**What is required**
Using the records that appear below, write out exactly the lines from the one with "Guideline: the keypoint for each instance of the digital" through the one with "Guideline: the keypoint for each instance of the framed", keeping both end lines.

Stored dataset items
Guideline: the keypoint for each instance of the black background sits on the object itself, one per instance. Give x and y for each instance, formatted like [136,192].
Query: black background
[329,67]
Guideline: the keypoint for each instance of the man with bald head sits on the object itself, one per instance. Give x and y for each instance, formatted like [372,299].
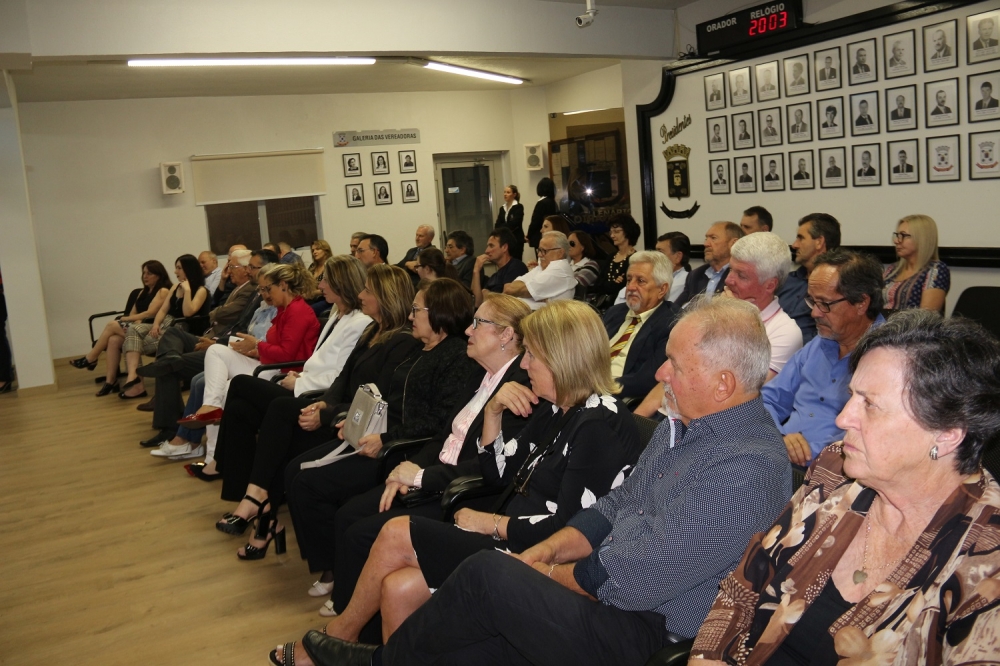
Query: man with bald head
[424,239]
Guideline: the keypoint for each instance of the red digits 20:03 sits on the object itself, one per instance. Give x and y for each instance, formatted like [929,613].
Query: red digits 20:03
[768,23]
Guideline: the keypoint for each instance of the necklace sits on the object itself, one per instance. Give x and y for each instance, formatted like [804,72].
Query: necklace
[861,575]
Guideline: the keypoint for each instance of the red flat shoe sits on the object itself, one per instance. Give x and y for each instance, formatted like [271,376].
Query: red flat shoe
[201,420]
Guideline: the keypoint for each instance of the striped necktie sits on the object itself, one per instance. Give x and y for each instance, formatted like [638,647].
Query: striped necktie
[622,342]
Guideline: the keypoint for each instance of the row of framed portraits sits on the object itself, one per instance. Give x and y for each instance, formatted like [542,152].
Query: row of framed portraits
[799,171]
[380,163]
[899,58]
[383,193]
[795,123]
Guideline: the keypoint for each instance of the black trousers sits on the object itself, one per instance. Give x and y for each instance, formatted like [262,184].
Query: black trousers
[168,404]
[259,433]
[315,495]
[497,610]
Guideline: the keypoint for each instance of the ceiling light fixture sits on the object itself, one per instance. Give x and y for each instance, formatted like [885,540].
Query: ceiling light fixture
[246,62]
[479,74]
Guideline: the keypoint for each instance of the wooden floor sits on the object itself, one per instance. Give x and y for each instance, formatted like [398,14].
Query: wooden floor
[108,555]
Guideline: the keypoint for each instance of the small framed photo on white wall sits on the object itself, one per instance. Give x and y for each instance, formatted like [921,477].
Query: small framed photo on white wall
[833,166]
[944,159]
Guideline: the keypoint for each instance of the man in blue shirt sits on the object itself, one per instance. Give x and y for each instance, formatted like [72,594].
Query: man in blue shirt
[640,568]
[845,294]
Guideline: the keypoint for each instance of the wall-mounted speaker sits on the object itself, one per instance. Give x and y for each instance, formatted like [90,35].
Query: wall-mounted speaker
[171,177]
[533,156]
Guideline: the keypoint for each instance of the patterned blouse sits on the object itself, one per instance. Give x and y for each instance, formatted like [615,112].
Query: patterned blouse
[906,294]
[941,605]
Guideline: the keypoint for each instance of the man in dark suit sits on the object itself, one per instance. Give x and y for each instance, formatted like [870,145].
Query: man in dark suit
[710,277]
[424,240]
[900,112]
[638,328]
[903,166]
[988,101]
[460,250]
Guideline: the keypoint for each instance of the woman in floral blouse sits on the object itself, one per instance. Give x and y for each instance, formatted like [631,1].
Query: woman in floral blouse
[918,279]
[890,552]
[578,444]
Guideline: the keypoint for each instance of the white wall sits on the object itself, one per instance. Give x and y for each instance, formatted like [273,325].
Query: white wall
[98,211]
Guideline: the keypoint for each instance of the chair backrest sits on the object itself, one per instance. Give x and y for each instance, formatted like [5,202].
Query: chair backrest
[981,304]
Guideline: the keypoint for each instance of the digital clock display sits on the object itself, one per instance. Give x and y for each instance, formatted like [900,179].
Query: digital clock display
[748,25]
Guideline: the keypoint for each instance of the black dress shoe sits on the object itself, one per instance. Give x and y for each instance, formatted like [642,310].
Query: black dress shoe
[157,439]
[329,651]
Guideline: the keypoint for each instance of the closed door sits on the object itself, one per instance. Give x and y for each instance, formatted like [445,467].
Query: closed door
[466,197]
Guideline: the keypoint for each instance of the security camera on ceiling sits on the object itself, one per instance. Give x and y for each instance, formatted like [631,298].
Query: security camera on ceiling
[584,20]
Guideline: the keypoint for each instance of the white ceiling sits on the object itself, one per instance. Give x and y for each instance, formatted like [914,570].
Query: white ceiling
[50,81]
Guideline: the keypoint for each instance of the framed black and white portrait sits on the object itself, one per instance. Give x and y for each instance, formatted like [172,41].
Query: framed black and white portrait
[983,91]
[984,162]
[352,164]
[768,81]
[903,158]
[802,170]
[830,118]
[941,103]
[982,33]
[861,58]
[746,175]
[799,121]
[772,169]
[355,195]
[743,131]
[769,126]
[411,193]
[866,164]
[718,134]
[380,163]
[944,159]
[827,69]
[899,51]
[796,75]
[864,113]
[715,92]
[407,161]
[739,87]
[901,108]
[832,168]
[719,176]
[941,46]
[383,193]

**Output below**
Guideline: the keypoint for each instance of the digital clock display sits on the object itself, one per instance. Give x and y for each instance, formatted like [900,179].
Query: digital clock display
[748,25]
Guideline: the keypoint for each instance of the black dress shoe sits on the object itself, one per instance. Give x and y for each instance, formatted like [642,310].
Query: black dress shoe
[157,439]
[329,651]
Guideline: the keypoint for each instance of the closed door sits on the object itself, one per instance. Give x and y for each instance, formatted like [445,467].
Query: closed door
[466,197]
Guideline: the keypoint for each instance of the security camera on ceiling sits on the object itself, one per instance. Give x and y for each instance, formatted like [631,298].
Query: security camera on ceiling
[584,20]
Guideline: the keypoint for each instance of the white ceiling sits on the object itself, one per instance. Give x and y for each instance, formatted like [914,570].
Query: white ceiling
[50,81]
Guideline: the keypoint for each instance of the framed black and white portrait sits on the object itself, one per instance. Give x and y for each instance, formatted like [172,41].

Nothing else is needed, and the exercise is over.